Extract each line of the material below that contains the word "petal".

> **Records**

%%

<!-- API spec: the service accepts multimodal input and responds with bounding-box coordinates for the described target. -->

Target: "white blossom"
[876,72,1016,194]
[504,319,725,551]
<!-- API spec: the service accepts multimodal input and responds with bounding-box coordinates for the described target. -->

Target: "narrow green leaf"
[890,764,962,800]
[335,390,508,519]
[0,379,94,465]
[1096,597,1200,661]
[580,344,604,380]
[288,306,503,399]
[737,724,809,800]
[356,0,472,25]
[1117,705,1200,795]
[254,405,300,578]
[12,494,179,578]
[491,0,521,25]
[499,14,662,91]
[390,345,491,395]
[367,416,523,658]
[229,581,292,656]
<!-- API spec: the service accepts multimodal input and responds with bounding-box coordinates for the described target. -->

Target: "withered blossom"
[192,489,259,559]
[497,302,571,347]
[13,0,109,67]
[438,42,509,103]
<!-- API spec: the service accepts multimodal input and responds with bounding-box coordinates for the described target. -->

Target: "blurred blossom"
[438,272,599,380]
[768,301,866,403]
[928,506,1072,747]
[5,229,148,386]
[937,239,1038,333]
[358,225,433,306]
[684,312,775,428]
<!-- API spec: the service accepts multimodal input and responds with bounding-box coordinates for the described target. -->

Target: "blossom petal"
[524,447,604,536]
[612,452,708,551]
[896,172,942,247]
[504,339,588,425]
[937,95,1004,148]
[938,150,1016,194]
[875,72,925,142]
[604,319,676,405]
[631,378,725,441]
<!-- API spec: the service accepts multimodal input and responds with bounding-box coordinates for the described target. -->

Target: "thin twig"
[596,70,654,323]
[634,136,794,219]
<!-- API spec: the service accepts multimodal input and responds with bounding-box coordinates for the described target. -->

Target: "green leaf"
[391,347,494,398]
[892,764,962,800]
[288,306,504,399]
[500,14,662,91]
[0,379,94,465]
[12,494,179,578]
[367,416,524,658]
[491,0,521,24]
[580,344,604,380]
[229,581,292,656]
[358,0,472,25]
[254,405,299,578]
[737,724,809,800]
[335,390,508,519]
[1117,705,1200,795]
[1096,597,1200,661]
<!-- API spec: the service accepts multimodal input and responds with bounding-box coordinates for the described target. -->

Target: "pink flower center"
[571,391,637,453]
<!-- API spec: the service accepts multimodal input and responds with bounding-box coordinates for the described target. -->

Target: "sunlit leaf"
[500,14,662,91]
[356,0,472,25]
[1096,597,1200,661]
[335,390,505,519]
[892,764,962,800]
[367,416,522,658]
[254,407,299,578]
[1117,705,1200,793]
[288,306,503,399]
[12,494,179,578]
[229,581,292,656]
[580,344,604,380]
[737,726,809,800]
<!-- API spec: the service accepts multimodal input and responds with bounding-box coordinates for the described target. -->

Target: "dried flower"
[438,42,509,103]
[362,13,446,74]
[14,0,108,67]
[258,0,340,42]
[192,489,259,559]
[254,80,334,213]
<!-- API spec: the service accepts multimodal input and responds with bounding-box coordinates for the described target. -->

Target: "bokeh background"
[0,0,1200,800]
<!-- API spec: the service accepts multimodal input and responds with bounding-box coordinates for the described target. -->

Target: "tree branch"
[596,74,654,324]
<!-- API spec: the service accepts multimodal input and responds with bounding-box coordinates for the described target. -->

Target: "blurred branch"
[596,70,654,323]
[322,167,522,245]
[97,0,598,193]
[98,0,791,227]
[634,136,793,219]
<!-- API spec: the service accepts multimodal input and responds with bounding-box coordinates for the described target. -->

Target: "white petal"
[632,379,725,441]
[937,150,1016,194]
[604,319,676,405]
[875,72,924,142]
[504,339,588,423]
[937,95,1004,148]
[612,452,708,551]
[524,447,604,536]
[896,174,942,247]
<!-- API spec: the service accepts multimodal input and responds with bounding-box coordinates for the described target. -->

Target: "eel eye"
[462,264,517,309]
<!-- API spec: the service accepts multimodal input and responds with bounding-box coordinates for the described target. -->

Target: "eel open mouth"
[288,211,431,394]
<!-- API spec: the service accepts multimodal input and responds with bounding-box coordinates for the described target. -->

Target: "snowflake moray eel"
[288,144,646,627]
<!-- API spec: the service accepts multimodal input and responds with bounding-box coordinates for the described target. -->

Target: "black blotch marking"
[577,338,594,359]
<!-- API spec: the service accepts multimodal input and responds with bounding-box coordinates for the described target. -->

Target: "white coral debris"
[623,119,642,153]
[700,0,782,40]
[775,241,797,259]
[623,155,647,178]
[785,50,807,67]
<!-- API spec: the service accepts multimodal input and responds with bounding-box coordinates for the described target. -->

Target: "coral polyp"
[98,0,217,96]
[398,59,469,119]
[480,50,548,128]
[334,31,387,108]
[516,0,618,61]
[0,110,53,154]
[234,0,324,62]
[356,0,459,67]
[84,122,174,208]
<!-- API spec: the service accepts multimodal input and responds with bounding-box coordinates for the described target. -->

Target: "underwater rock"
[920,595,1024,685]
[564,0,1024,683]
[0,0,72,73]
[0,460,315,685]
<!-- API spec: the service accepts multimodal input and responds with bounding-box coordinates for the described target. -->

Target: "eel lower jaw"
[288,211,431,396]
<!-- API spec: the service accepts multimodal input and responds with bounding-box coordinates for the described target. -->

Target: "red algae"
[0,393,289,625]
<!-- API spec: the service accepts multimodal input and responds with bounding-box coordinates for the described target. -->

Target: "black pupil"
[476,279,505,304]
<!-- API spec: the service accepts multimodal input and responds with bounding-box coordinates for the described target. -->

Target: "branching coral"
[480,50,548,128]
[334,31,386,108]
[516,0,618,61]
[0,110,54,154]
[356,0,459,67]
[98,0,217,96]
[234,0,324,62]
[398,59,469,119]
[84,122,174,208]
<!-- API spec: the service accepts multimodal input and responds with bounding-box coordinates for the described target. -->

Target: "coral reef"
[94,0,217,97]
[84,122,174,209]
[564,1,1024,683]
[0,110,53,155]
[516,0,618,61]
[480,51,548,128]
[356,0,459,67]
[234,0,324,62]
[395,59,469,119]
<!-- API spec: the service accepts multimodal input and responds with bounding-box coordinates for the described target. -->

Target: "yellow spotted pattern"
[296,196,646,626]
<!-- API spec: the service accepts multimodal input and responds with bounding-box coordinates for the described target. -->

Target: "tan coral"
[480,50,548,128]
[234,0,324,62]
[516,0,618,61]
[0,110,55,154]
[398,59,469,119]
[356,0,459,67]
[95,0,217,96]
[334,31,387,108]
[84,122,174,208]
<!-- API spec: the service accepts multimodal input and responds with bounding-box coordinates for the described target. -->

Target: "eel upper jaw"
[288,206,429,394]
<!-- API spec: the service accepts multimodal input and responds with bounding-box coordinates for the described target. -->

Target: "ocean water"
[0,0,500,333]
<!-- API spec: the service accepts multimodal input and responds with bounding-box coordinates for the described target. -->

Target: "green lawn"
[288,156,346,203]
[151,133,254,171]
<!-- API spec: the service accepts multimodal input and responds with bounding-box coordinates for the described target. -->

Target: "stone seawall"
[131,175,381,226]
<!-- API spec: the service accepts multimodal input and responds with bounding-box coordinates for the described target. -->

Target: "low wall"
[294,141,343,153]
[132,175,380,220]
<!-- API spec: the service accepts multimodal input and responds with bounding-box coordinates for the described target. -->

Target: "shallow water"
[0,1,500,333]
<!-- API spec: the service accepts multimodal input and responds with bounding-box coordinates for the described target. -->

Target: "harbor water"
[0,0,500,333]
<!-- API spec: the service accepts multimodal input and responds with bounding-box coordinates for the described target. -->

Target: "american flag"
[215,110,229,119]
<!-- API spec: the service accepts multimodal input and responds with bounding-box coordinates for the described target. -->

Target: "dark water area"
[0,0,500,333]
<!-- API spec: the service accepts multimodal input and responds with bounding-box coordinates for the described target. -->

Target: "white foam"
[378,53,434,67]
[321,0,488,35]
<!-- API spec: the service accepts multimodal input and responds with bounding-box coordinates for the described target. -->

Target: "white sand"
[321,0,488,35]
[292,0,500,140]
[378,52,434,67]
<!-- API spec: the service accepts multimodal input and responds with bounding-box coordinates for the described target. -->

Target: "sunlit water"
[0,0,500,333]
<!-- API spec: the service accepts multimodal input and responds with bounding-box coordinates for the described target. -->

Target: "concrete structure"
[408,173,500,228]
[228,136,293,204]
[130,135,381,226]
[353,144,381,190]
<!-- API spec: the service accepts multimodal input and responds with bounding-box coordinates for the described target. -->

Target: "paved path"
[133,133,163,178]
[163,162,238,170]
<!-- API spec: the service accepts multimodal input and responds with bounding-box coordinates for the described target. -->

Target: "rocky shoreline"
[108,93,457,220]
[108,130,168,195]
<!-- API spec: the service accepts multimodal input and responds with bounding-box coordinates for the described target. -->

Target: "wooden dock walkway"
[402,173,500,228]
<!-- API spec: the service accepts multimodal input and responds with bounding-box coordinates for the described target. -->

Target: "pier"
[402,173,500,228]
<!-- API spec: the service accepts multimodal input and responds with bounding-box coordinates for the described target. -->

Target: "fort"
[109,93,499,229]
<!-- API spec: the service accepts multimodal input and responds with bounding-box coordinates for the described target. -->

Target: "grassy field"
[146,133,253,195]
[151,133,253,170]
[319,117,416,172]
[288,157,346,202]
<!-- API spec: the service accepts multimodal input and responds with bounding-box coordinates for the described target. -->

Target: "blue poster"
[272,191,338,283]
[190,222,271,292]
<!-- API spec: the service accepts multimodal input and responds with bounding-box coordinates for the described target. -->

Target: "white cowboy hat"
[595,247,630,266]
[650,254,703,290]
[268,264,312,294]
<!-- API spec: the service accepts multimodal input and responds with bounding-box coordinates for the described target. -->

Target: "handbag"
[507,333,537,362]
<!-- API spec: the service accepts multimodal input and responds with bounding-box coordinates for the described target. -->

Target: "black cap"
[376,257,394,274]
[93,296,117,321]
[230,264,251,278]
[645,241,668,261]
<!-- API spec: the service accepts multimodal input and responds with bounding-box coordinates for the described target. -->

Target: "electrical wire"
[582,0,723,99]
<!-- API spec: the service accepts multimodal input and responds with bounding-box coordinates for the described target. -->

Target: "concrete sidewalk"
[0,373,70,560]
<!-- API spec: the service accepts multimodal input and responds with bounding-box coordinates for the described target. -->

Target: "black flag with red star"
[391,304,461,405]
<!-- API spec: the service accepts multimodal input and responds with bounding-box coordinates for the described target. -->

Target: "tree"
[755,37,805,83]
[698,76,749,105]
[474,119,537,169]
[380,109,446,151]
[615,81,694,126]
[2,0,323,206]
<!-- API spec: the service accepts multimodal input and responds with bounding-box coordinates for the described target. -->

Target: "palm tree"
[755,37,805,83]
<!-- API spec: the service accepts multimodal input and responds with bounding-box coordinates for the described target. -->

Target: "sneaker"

%%

> **Answer to this problem**
Target: "blossom petal"
Target: "white petal"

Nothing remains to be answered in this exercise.